* Extract provided *
»»

Frontier femininity sets The Revolver apart from the run-of-the-mill, stale Western bar. Fresh mint growing in the window flavors water during yoga and cocktails during happy hour. The pickles in the signature bloody Mary and the blueberry-lavender shrub in a seasonal drink are from Smith’s kitchen. Wooden tables, leather chairs and cowhide rugs provide homestyle comfort.
“It’s a nice place to gather,” said Pat Clayton, who shows his underwater photography at the bar. “She’s got a pretty classy place going.”
It happened mostly by accident.
Smith didn’t set out to be a proprietor when she and her husband Sean bought the building.
Actually, Smith was teaching yoga in a studio two doors away in 2018 when heavy snow collapsed the roof. Meanwhile, the owners of 221 E. Park St., had recently renovated the building, which was built in 1902 and was originally a department store, and added a bar with limited hours. They welcomed Smith’s yoga classes while she shopped for a permanent home. Then, when the building went up for sale in 2020, Smith jumped at the opportunity.
“I was always keeping my eye open for a building to buy,” Smith said. “I wanted to have my own yoga space. I wanted to invest in Anaconda. We didn’t even understand the big picture of ‘we’re buying a bar.’ The yoga came first.”
Youthfully energetic at 52, Smith is the challenge-tackling type. Raised on a Minnesota dairy farm, she is a former U.S. Army diesel mechanic. She originally came to Montana from Minnesota in the early 2000s to help a friend build a cabin near Flint Creek Pass.
“They didn’t ask for help. I just said I wanted to go and help,” she said, laughing. “The rest is history.”
She married Sean, and they had two children and experimented with business ventures. When Anaconda was struggling economically, they turned a barn west of town into a successful event venue and a yurt at Georgetown Lake into a popular vacation rental.
“Twenty years ago, this town was dilapidated, broken down and not even beginning to rejuvenate,” she said. Its roots grew on her long before any blossoms appeared, and she established her yoga practice.
“I wanted to have my own yoga space. I wanted to invest in Anaconda. We didn’t even understand the big picture of ‘we’re buying a bar.’ The yoga came first.”
Kristine Smith, owner of The Revolver
“I was a fly-by-the-seat-of-my-pants girl, but Anaconda grounded me,” she said. “I fell in love with the people. They are very loyal to their community.”

««

* Complete the following *
1. Answer these questions from the piece on The Revolver:
(a) In what year did heavy snow collapse the roof of the studio where Smith was teaching yoga?
(b) What job did Smith hold in the U.S. Army?
(c) What did Smith and her husband turn a yurt at Georgetown Lake into?
2. Duplicate the passage of the piece on The Revolver, starting with "Youthfully energetic at" and going on through "popular vacation rental.".

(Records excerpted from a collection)
»»

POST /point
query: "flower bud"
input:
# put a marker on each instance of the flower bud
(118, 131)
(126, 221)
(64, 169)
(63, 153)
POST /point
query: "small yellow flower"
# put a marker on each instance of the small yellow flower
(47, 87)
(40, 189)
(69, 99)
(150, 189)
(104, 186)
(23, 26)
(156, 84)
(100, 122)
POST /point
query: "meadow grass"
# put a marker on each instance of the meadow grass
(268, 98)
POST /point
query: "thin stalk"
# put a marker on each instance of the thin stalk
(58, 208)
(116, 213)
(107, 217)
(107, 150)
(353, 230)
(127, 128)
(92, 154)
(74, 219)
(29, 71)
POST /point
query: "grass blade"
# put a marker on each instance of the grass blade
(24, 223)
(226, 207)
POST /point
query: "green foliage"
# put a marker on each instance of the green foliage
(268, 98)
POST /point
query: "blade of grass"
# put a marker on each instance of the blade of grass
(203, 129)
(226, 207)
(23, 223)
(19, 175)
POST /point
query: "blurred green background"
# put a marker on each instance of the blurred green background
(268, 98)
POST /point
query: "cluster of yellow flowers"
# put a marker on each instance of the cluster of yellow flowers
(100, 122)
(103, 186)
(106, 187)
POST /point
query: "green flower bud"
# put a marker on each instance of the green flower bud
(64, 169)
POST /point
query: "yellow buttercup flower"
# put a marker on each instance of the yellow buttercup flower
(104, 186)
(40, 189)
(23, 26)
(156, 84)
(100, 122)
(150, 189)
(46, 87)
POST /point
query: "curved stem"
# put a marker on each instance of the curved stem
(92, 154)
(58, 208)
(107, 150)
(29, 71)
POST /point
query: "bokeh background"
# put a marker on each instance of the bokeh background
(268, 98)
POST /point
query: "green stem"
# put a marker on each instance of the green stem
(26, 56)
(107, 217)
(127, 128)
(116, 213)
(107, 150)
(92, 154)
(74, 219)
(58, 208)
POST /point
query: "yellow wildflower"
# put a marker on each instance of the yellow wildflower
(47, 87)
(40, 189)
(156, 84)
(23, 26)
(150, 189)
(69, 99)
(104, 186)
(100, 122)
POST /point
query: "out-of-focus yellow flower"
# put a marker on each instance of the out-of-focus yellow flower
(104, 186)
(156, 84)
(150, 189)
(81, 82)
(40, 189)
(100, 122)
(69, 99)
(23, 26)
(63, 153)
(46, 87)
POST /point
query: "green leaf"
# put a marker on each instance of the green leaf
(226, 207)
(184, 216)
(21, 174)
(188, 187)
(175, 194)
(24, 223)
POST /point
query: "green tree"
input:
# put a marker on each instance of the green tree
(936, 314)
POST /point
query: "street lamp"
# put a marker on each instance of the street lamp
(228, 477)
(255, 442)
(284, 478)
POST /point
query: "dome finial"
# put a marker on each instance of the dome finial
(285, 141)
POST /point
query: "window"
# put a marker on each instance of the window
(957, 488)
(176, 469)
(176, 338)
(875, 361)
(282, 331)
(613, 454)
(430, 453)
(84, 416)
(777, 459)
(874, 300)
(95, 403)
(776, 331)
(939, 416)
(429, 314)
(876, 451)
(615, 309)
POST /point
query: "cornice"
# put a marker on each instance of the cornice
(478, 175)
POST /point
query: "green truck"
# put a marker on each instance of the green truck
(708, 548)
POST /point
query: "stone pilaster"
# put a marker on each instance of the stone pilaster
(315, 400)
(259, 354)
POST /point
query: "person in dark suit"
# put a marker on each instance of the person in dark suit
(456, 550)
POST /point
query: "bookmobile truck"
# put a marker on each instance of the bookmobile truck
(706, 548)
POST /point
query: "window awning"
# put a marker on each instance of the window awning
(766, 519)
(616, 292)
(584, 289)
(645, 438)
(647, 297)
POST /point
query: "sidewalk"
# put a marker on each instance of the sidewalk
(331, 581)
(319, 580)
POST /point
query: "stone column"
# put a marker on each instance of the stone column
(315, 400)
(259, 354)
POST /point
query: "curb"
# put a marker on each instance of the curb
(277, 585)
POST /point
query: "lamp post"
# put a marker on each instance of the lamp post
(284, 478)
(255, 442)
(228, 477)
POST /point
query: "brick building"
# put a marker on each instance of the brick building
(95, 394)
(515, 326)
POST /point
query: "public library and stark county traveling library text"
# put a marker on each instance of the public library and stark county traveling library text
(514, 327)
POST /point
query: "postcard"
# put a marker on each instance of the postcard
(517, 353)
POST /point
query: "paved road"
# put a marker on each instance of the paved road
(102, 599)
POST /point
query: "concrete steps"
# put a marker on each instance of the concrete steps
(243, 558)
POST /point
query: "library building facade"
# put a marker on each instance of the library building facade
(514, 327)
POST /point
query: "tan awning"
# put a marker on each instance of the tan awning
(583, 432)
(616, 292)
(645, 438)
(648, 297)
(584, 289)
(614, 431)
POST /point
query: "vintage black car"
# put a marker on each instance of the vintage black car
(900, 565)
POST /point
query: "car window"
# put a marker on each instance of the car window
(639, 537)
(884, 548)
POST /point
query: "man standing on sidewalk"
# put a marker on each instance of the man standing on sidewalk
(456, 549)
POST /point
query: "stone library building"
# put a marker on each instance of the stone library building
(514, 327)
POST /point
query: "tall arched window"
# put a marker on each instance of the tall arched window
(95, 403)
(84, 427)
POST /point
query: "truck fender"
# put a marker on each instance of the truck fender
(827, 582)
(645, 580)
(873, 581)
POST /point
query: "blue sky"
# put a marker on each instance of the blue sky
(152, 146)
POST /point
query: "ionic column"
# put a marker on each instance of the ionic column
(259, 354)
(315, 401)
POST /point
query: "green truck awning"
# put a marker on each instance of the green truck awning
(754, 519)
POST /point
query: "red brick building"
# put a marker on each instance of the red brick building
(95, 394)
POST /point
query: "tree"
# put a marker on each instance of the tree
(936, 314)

««
»»

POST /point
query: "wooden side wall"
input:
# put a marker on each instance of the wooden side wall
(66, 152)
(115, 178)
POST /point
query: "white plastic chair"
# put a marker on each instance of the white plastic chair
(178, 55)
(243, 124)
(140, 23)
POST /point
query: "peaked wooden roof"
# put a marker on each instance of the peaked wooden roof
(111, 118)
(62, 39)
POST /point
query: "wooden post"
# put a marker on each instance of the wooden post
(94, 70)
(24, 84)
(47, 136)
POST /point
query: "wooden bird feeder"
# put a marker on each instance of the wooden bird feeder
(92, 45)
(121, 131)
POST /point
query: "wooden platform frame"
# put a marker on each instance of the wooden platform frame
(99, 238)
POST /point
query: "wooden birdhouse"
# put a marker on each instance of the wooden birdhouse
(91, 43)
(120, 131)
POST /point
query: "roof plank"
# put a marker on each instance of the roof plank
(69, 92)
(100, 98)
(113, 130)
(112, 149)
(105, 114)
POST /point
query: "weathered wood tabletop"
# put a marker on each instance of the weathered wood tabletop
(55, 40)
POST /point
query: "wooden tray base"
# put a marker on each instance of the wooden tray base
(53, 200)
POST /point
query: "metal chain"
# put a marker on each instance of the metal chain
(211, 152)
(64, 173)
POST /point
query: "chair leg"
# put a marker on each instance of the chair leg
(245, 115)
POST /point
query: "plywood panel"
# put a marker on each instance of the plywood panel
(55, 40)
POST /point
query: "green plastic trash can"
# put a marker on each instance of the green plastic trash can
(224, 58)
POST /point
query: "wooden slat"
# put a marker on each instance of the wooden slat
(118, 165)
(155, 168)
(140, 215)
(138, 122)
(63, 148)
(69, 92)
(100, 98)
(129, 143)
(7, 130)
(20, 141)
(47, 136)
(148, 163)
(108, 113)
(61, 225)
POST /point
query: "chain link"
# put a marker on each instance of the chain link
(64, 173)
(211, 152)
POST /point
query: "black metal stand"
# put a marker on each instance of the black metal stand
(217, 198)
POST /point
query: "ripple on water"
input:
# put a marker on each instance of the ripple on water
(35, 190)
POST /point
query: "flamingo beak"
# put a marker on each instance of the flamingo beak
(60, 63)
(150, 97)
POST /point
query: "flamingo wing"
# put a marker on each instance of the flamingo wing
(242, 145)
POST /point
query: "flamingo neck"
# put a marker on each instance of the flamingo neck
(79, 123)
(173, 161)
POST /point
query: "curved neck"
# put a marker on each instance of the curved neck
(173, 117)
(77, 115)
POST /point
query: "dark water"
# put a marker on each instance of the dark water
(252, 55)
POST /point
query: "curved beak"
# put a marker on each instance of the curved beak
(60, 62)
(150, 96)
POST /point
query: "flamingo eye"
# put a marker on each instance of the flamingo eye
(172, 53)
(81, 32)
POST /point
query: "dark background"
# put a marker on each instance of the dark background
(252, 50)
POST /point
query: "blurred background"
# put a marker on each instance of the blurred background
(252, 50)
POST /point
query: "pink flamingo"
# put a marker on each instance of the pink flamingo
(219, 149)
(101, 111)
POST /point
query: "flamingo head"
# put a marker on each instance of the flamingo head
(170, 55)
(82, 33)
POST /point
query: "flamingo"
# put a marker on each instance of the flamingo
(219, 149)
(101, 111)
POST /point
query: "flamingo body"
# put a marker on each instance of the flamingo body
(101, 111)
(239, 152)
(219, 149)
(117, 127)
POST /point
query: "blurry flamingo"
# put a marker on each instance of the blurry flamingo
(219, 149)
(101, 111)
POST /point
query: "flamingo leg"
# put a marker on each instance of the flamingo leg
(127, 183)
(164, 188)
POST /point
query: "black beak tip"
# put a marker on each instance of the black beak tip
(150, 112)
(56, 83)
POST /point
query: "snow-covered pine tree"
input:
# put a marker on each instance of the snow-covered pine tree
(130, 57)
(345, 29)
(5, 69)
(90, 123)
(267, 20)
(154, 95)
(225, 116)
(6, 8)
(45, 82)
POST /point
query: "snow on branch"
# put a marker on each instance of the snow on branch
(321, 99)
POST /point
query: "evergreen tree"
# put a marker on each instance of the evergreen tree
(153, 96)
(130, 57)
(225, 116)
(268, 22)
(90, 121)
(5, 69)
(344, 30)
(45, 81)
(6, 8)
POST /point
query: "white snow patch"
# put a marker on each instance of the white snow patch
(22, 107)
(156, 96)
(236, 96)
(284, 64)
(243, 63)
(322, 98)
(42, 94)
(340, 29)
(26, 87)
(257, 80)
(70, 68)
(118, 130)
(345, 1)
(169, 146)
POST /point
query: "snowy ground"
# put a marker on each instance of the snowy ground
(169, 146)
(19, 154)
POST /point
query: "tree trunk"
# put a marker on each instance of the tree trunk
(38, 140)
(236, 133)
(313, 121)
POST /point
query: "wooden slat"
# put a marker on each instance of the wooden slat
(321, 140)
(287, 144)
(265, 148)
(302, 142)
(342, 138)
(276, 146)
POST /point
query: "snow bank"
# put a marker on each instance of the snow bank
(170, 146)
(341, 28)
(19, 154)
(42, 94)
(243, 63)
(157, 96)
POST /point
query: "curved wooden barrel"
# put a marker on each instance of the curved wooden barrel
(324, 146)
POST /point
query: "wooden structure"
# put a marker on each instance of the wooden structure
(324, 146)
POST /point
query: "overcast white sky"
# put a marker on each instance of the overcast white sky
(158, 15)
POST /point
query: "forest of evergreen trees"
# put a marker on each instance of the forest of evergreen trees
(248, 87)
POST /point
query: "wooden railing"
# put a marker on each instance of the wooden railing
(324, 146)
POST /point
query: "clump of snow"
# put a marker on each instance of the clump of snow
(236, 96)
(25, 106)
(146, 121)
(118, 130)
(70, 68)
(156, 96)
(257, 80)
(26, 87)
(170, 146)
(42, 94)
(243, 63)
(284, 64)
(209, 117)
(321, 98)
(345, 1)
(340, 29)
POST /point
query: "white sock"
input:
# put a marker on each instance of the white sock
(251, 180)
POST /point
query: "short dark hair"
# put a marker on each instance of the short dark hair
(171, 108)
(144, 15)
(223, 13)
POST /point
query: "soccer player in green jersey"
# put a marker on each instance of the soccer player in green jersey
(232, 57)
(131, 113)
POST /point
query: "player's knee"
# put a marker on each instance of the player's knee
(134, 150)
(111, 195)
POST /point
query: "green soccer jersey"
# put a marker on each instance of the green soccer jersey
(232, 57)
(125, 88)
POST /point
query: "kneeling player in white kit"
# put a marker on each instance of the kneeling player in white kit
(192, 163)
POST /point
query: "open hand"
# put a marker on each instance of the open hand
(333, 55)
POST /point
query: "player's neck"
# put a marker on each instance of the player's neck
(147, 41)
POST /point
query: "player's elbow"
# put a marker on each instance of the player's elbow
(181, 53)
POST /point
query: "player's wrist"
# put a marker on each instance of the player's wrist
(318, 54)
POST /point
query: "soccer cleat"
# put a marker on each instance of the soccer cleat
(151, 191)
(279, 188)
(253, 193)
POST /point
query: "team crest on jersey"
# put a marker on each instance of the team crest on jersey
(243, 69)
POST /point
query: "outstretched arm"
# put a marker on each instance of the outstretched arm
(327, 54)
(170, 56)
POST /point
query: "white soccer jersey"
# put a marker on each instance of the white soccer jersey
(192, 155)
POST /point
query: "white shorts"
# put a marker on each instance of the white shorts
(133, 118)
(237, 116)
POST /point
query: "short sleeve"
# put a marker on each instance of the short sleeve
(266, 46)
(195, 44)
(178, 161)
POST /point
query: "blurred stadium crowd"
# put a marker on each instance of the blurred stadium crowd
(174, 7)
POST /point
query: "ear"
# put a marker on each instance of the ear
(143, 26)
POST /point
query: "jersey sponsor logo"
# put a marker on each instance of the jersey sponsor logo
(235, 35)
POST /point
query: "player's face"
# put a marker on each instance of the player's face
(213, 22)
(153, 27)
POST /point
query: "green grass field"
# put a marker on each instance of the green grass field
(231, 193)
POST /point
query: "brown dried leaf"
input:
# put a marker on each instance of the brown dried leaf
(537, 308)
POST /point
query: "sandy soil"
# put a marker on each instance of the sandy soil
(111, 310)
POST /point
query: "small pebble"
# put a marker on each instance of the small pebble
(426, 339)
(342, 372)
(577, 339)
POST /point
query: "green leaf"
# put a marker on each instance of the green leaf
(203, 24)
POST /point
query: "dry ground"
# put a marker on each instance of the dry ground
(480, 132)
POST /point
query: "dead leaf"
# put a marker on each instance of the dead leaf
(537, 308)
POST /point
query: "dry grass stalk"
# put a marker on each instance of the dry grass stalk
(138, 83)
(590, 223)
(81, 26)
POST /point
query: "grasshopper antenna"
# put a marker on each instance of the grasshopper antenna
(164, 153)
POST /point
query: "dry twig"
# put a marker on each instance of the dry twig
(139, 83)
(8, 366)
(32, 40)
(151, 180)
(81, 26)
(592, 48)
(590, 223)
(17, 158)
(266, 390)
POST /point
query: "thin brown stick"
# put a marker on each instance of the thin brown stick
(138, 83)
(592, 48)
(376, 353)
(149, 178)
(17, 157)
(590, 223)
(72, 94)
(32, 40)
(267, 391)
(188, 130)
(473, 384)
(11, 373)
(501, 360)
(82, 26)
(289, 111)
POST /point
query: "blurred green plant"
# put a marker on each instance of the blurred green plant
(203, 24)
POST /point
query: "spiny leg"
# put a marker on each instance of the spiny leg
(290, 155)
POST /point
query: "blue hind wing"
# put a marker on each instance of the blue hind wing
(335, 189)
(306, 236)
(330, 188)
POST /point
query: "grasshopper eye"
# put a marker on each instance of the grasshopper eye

««

* Expected results *
1.
(a) 2018
(b) Diesel mechanic
(c) A popular vacation rental

2.
Youthfully energetic at 52, Smith is the challenge-tackling type. Raised on a Minnesota dairy farm, she is a former U.S. Army diesel mechanic. She originally came to Montana from Minnesota in the early 2000s to help a friend build a cabin near Flint Creek Pass.
“They didn’t ask for help. I just said I wanted to go and help,” she said, laughing. “The rest is history.”
She married Sean, and they had two children and experimented with business ventures. When Anaconda was struggling economically, they turned a barn west of town into a successful event venue and a yurt at Georgetown Lake into a popular vacation rental.